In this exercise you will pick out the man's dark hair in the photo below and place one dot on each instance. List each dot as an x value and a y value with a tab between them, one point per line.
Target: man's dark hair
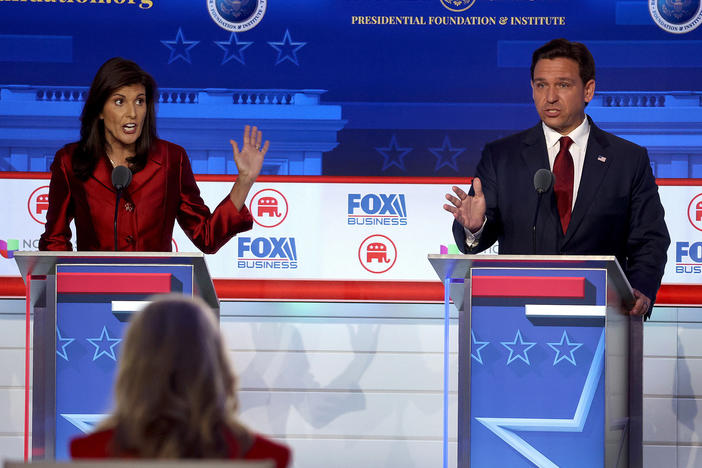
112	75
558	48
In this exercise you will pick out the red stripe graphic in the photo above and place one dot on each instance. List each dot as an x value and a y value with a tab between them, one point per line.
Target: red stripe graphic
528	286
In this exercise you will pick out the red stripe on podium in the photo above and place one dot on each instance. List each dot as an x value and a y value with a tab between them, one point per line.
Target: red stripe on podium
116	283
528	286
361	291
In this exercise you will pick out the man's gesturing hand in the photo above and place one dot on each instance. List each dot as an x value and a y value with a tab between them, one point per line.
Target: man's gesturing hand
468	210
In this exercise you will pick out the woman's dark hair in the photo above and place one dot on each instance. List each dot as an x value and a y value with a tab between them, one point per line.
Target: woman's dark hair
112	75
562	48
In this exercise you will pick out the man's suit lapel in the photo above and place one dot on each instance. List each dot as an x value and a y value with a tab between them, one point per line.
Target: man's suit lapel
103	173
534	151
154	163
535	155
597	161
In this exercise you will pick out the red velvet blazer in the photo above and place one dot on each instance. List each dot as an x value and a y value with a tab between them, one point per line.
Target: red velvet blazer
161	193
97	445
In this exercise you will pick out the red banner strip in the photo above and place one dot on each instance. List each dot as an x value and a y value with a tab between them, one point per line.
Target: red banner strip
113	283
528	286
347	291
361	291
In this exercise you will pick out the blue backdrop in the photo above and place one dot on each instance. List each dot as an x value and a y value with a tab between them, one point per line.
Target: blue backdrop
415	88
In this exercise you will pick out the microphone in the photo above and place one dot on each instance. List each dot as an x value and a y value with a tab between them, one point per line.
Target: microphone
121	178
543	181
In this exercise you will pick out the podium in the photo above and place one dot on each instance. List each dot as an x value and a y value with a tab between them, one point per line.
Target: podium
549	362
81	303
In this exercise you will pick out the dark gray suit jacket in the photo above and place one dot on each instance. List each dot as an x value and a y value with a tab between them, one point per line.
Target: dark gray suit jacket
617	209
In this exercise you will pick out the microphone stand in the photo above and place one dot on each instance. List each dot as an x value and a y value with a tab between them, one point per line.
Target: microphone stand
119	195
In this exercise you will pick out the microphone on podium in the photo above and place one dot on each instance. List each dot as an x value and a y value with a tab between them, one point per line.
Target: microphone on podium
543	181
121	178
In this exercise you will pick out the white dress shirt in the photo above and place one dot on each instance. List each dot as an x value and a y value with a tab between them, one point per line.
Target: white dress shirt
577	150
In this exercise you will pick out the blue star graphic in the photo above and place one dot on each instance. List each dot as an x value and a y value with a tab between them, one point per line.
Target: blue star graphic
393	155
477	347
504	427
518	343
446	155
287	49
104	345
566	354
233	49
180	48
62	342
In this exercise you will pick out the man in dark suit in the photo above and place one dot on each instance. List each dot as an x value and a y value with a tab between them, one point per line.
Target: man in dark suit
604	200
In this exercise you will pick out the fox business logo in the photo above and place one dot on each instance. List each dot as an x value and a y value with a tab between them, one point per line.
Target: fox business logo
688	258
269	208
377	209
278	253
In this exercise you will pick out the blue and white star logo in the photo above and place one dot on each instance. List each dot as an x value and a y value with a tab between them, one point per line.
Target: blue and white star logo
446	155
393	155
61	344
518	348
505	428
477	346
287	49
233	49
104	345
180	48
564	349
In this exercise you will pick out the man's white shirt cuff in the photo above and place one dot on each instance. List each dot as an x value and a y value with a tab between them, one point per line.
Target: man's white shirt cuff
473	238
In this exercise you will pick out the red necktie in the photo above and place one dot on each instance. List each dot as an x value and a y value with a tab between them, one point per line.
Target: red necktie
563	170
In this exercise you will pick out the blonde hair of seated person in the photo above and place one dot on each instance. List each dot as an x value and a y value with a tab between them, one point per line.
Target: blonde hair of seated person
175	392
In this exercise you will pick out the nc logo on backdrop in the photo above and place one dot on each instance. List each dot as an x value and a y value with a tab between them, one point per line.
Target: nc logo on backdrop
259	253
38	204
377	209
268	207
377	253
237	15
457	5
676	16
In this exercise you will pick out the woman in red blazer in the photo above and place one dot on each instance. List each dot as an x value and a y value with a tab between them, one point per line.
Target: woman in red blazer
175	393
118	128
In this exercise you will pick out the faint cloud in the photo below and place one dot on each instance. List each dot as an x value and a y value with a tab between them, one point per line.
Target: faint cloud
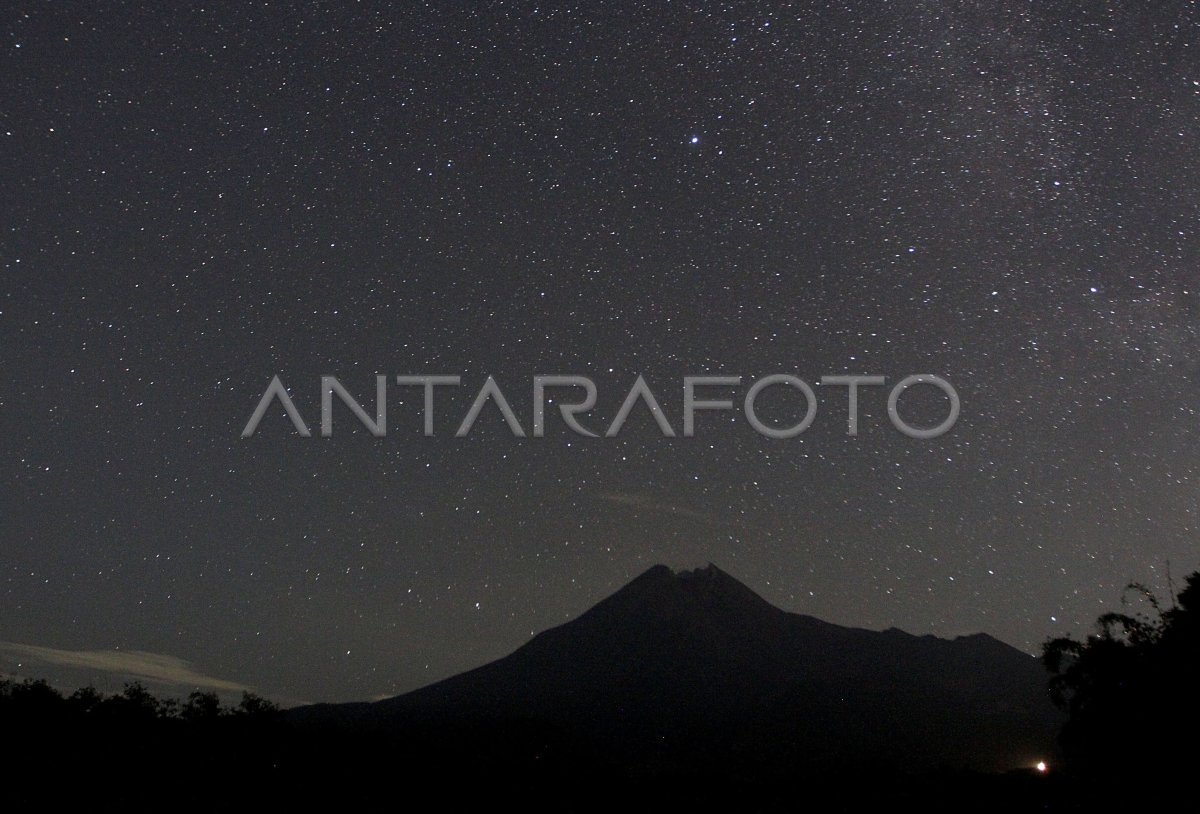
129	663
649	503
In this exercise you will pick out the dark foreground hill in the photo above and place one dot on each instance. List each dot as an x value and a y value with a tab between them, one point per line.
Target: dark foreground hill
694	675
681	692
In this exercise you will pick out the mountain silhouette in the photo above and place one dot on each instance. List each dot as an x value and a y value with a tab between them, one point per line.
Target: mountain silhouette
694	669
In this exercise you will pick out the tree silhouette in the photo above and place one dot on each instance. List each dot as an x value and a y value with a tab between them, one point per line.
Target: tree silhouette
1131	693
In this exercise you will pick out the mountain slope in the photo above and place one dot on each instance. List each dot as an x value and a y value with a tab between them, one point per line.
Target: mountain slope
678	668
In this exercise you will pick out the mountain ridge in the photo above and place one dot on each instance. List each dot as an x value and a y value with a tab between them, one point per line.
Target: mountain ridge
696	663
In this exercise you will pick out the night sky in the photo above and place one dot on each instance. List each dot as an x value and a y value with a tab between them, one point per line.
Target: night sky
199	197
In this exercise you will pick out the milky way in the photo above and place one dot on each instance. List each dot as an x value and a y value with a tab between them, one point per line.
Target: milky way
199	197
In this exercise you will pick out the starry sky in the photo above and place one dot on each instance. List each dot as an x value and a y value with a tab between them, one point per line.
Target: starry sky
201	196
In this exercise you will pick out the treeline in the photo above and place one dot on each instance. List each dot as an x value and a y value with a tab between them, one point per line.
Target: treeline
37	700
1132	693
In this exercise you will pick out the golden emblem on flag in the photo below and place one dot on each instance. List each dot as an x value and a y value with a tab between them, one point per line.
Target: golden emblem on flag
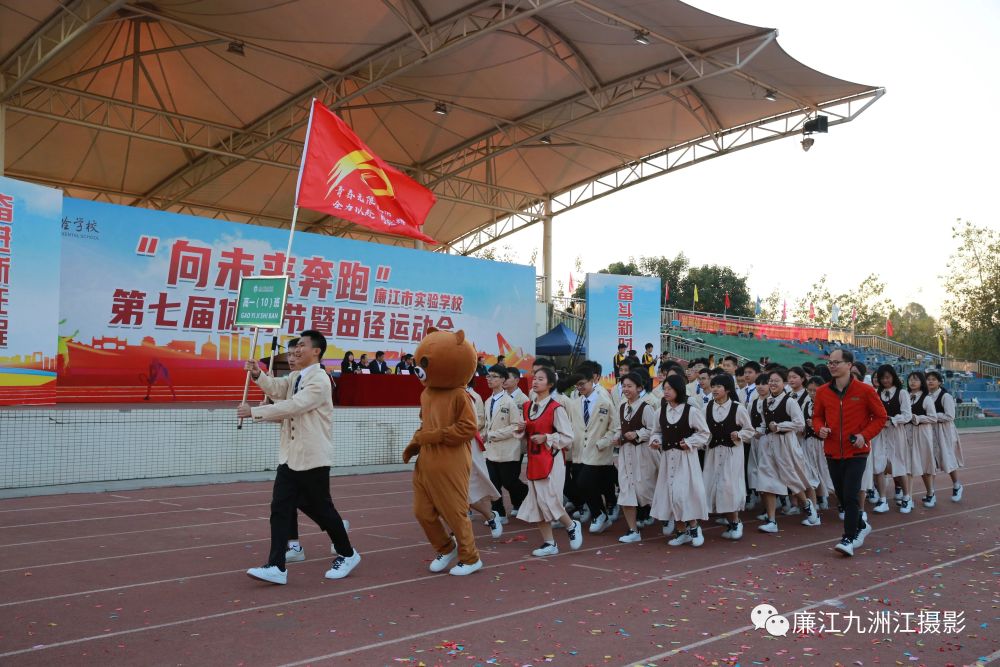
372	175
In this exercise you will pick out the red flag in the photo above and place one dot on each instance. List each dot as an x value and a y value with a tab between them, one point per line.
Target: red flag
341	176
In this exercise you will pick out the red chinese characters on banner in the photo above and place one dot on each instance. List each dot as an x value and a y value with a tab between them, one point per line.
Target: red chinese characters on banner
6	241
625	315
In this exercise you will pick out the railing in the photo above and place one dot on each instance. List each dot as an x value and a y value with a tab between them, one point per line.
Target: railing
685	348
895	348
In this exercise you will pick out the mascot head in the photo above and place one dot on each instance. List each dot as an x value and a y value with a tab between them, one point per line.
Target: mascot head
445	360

→ TO BE DONE
Reproduce all of the material exactly, apart from the pictures.

→ SOLUTION TO THIS PROBLEM
In this exercise you will pick out the man's dark hair in the photo below and place one dot on each instance. List each dot as an x value and a y value with a tab between them, one point per line.
Target: man's dark hair
112	75
558	48
In this exercise you will pick out the red stripe graphic in the photo above and place one dot on each instance. List each dot as an x value and a y value with a tab between them, one point per line.
Target: red stripe graphic
528	286
In this exercise you will pick out the red stripe on podium in the photo above and place one dot on each instance. List each dot as an x value and a y value with a tab between them, one point per line.
Target: red stripe on podium
116	283
528	286
361	291
In this exercise you will pick out the man's gesturing hand in the photo above and place one dot on each instance. List each dot as an x value and a y value with a tab between them, one point per line.
Target: man's gesturing hand
468	210
In this exercise you will pick out the woman's dark hair in the photo above and place one dot on each instance. List each dot as an x value and a y value with a tab between them, one point per line.
Target: woman's dark hair
112	75
562	48
In this exercise you will pick out the man's suit lapel in the photo above and place one dot on each instance. List each dot as an x value and a y value with a tab between them, one point per line.
Target: man's suit lapel
103	173
534	151
154	163
535	155
597	161
In this exercise you will pick out the red velvet blazer in the photo above and place one dot on each instance. List each dot as an x value and a y value with a tab between them, one point per line.
Target: red velvet blazer
161	193
97	445
In this exercise you will pick out the red banner strip in the photo above and place one dot on each instance. List each dot as an x value and a y value with a tab between them, one point per line.
Target: red banner strip
113	283
528	286
347	291
361	291
In this exercise you will pick out the blue backdrop in the photo above and place one dot on each instance. List each dot as an x value and a y value with a tab between them, one point per line.
Target: blue backdrop
415	88
In this exercise you will pick out the microphone in the photo above and place one dot on each instance. List each dot as an x value and a y value with a tab between them, one point per line.
Target: microphone
121	178
543	181
In this exercise you will pick out the podium in the photo above and place one dot on each instance. List each dot as an x value and a y value with a tab between them, one point per line.
Target: podium
549	362
81	303
In this exercise you will pick out the dark gray suit jacket in the photo above and place one dot on each instance. List each dot as an x value and a y value with a tab between them, one point per line.
Target: dark gray suit jacket
617	209
In this exercise you will pick out the microphone stand in the photo above and place one dot on each instance. List each dot as an x value and a y value with a tab between them, one point per line.
Target: microphone stand
119	195
In this exercise you will pick out the microphone on podium in the photo above and place one dot on each instance. List each dot as an x value and a y value with a tab between them, one point per line.
Target: microphone on podium
543	181
121	178
In this exercise you will pick out the white dress shirt in the photo above and place one dot on each instance. List each dot as an x value and a y value with a tab between them, one point per line.
Target: white dress shirt
577	150
In this exercise you will pick out the blue star graphic in the photo above and place one dot on each instance. List each dot as an x value and a y value with a tab between them, one point per line.
Target: blue star graphic
393	155
477	347
504	427
518	343
446	155
287	49
104	345
566	354
233	49
180	48
62	342
In this exercise you will pick out the man in dark suit in the photo above and place one dot on each instance. List each dot as an x value and a y value with a tab between them, one point per line.
Target: man in dark suit
604	200
In this exercise you will pick out the fox business logo in the photo above and place one dot on each instance. List each dot as an x value and a y value with a tab between them, one point per line.
Target: fox business logo
688	258
269	208
377	209
278	253
In this exercise you will pick out the blue and white star logo in the photo above and place one dot on each instance. List each dot as an x value and a y value with a tab between them, one point per line.
Target: blue and white star logo
446	155
393	155
61	344
518	348
505	428
477	346
287	49
233	49
104	345
180	48
564	349
In this exercise you will pick out the man's white shirt cuff in the photo above and place one dot on each instance. List each dot as an x value and a y value with a tab between them, one point per line.
Target: man's white shirt cuff
473	238
In this exercise you will pick out the red necktie in the photo above and place one dot on each instance. List each dot as an x value and a y value with a tab between them, one point per line.
Target: red necktie
563	170
In this exercise you will pick out the blonde hair of seated person in the photo above and place one dot on each instance. List each dot as an x value and a y value with a tab between them, one point per line.
Target: blonde hair of seated person
175	392
In this exercise you will pick out the nc logo on backdrop in the photo above and place one dot on each instance. List each dot as an x value and a y value with a tab between them, one point per line.
Target: nc logo on backdrop
259	253
38	204
377	209
268	207
377	253
237	15
457	5
676	16
In this exercise you will pick out the woman in red blazer in the photo above and place one dot on each instance. List each dot as an x value and a y value with a tab between them, one point per line.
Target: woman in red blazer
175	393
118	128
In this exercise you will pick out the faint cloud in the photo below and place one dot on each instance. List each dot as an x value and a y value with a tab between them, one point per line.
Target: faint cloud
129	663
649	503
In this exercise you will pick out the dark foreground hill in the photo above and place one dot on each instance. List each dot as an x value and a y value with a tab between them, one point per line.
Target: dark foreground hill
694	675
681	692
In this exercise you will pick out the mountain silhouette in the photo above and place one dot on each instance. List each dot as an x value and a y value with a tab between them, one point per line.
Target: mountain silhouette
694	669
In this exercise you will pick out the tree silhouette in the photo above and place one dot on each instance. List each dot as an x value and a y value with a tab between them, one point per line.
Target: tree silhouette
1131	693
In this exercise you will pick out the mountain slope in the photo above and place one dot on each instance. List each dot as an x value and a y value with a tab between them, one point per line.
Target: mountain slope
678	668
In this exercise you will pick out the mountain ridge in the photo above and place one dot on each instance. List each dot as an x value and a y value with a tab between them, one point per line.
Target: mountain ridge
696	663
In this exercise you will pick out the night sky in the photo above and place one dot on each instance. List each dot as an x value and a y value with a tab between them, one point per line.
Target: night sky
199	197
In this exercise you will pick out the milky way in the photo above and place one dot on each instance. List each dot as an x value and a y value with a tab between them, one point per line.
Target: milky way
199	197
In this exercise you will pick out the starry sky in the photo above and place one dot on each instance. List each dot as an x value and a y value with a tab between them, one point per line.
Target: starry sky
201	196
In this exercise you will pick out the treeline in the photo above and place one dot on each instance. List each dot as an x value and a y value with a tab between them, one point per line.
Target: treeline
37	700
1132	693
In this exercise you will pick out the golden emblem on flag in the photo below and place one dot on each instance. List each dot as an x value and a y value with a tab between them, one point per line.
Target: golden emblem on flag
372	175
In this exercise you will pick out the red flag in the photo above and place one dot on each instance. List each dot as an x value and a y value with a tab between them, one point per line.
Target: red flag
341	176
In this exercise you will pick out the red chinese characters on banner in the photo above and place one dot on each instance. List each dot as an x value and a y value with a tab between them, one point per line.
Target: red chinese characters on banner
6	241
625	315
In this exercise you will pick out the railing in the photo above and place one dot on each instance. List each dot as an x value and a y value with a tab between them, one point per line.
Target: railing
685	348
895	348
In this exercise you will pick out the mascot head in the photo above and place one dot on each instance. List each dot as an x value and a y value with a tab between them, one point per line.
Target: mascot head
445	360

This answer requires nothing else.